SET PROBLEM - Identify every line of the material below that contains the word "foliage", and copy each such line in full.

━━━ GIVEN DATA

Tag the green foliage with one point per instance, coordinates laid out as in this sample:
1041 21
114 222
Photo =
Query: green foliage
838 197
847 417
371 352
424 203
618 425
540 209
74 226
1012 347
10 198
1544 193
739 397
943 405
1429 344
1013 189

━━━━━━

PROBLEM SOLUTION -
Tag the green foliage with one point per instance, coordinates laid out as in this sample:
Query: green foliage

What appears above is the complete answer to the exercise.